● **WHAT YOU NEED TO DO**:
Add 16 to every coordinate value in the answers and rewrite the stretch of the material from the line containing "Could you identify the girl in" through the end of the material, with the requests included. Leave the pictures out of your reply.

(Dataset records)
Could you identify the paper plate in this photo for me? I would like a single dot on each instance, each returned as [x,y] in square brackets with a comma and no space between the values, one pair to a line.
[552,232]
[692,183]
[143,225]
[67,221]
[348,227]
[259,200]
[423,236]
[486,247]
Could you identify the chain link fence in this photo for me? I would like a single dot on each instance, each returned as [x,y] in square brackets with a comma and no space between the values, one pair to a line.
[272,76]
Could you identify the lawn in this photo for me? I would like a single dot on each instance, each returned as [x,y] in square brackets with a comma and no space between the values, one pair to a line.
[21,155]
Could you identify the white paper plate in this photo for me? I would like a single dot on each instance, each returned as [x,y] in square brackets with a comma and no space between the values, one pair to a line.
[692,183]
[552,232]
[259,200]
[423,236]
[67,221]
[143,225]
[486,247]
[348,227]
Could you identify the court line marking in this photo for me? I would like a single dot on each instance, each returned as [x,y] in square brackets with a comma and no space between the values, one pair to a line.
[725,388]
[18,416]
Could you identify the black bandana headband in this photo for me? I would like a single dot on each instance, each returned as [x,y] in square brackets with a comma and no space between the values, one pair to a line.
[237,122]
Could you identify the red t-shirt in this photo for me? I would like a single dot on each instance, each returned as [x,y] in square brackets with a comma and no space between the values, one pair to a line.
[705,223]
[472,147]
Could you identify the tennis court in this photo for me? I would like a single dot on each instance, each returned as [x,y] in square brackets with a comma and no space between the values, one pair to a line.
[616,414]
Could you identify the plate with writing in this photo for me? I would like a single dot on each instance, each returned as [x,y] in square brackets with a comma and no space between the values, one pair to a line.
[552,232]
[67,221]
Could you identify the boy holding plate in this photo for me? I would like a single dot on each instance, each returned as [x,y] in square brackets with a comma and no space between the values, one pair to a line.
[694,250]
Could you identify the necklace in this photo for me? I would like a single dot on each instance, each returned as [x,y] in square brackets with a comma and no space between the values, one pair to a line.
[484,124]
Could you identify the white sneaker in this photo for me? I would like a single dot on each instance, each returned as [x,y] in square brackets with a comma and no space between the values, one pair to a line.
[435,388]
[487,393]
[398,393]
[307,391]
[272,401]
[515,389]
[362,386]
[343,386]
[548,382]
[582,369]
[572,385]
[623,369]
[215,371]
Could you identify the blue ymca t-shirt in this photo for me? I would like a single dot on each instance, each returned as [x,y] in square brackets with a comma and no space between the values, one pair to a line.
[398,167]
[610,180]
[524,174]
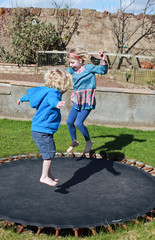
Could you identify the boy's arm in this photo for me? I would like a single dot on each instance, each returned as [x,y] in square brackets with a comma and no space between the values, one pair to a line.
[25,98]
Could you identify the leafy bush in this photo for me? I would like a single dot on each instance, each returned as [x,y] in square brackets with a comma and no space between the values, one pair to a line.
[28,35]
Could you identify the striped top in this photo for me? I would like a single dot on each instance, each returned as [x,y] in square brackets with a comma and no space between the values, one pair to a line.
[84,85]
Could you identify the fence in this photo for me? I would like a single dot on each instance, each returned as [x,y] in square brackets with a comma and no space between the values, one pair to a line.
[137,69]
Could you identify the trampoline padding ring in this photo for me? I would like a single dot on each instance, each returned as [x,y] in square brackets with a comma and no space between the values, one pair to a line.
[91,192]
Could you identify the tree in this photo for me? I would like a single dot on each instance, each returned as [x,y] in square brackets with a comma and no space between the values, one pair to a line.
[67,23]
[125,31]
[29,35]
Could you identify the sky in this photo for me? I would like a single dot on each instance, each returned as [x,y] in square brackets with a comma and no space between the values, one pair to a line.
[99,5]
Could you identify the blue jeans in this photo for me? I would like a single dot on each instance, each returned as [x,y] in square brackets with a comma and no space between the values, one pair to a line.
[76,119]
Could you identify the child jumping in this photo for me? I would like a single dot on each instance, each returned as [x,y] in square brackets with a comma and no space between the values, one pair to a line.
[47,101]
[83,96]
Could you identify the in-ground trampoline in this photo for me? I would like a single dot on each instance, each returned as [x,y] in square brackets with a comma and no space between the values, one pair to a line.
[91,192]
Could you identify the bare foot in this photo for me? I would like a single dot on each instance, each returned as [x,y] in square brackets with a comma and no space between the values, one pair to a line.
[88,146]
[73,144]
[53,178]
[48,181]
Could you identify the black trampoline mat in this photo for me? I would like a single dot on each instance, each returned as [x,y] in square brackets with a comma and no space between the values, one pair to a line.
[91,192]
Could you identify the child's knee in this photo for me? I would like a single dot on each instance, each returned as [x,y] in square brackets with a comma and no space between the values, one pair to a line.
[78,124]
[69,123]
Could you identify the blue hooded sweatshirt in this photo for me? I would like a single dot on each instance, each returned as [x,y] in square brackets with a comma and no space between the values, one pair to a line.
[48,117]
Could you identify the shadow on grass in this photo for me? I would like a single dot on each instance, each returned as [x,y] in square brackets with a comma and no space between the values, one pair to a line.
[117,144]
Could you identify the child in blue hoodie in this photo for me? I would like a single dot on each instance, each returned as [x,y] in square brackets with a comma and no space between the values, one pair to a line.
[47,101]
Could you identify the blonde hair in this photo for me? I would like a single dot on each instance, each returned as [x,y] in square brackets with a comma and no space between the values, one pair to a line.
[79,51]
[58,79]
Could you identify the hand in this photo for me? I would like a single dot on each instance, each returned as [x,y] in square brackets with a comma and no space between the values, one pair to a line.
[102,55]
[60,104]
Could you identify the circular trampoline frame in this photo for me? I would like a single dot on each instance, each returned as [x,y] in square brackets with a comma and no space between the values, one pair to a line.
[140,166]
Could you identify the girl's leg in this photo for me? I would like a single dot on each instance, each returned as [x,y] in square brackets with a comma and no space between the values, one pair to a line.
[82,115]
[45,176]
[71,127]
[70,122]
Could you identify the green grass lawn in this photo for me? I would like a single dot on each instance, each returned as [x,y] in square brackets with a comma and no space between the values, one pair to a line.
[15,139]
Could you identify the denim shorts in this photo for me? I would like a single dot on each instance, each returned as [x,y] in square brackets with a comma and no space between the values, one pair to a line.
[45,144]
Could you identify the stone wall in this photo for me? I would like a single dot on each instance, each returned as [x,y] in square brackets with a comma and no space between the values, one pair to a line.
[121,107]
[93,31]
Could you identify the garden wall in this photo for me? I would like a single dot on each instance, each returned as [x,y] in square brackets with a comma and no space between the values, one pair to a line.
[118,106]
[94,30]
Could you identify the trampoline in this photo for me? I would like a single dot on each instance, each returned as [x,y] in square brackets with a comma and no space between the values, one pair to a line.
[91,192]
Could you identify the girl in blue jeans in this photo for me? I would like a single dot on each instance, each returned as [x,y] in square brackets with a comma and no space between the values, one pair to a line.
[83,96]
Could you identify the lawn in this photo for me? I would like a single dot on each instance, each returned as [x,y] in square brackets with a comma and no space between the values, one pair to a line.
[15,139]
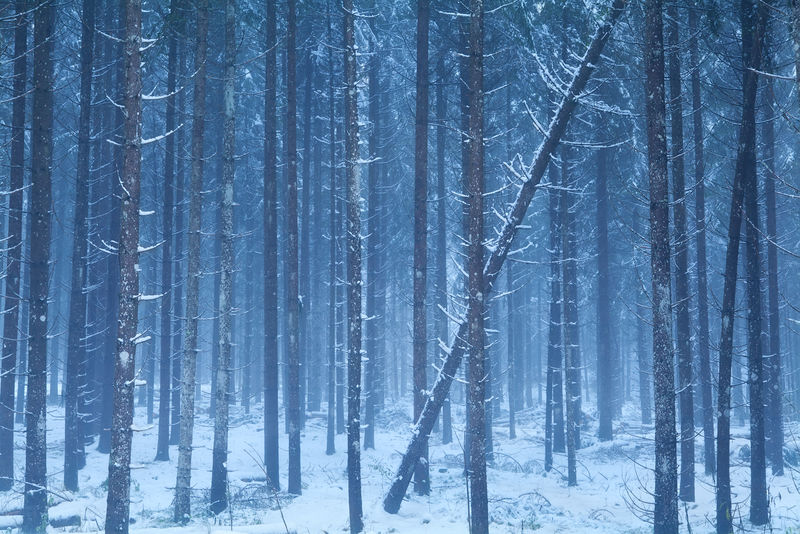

● **RESULT OF THIS TASK**:
Could you identify the girl in blue jeans in this photo for me? I would like a single dot on each instance, each returned as [x,y] in square brackets with a comma and no space between the values, one pair to a line.
[99,112]
Could you identify the lawn in this photo for me? I would like a single dot on each instance, each returned as [x,y] in square brackets with a comma and no space between the values, one pair to a line.
[31,155]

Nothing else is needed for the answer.